BEGIN Data

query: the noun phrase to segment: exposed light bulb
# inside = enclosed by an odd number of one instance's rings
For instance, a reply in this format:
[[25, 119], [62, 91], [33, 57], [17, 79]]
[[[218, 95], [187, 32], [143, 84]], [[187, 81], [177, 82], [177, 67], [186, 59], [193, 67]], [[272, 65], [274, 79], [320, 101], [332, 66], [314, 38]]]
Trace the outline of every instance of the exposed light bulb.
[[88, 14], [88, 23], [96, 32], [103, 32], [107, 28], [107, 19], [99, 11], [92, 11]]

END Data

## [Stated problem]
Update the records above so that each "exposed light bulb" becomes "bare light bulb", with everything else left unchanged.

## [Exercise answer]
query: the noun phrase to segment: bare light bulb
# inside = enclosed by an odd number of one instance's rings
For instance, a reply in this format:
[[25, 119], [62, 91], [33, 57], [17, 79]]
[[[218, 95], [187, 32], [143, 84]], [[187, 81], [177, 82], [177, 67], [186, 59], [193, 67]], [[272, 65], [274, 79], [320, 101], [332, 66], [314, 38]]]
Trace the outline of every instance of the bare light bulb.
[[88, 14], [88, 23], [96, 32], [103, 32], [107, 28], [107, 19], [99, 11], [92, 11]]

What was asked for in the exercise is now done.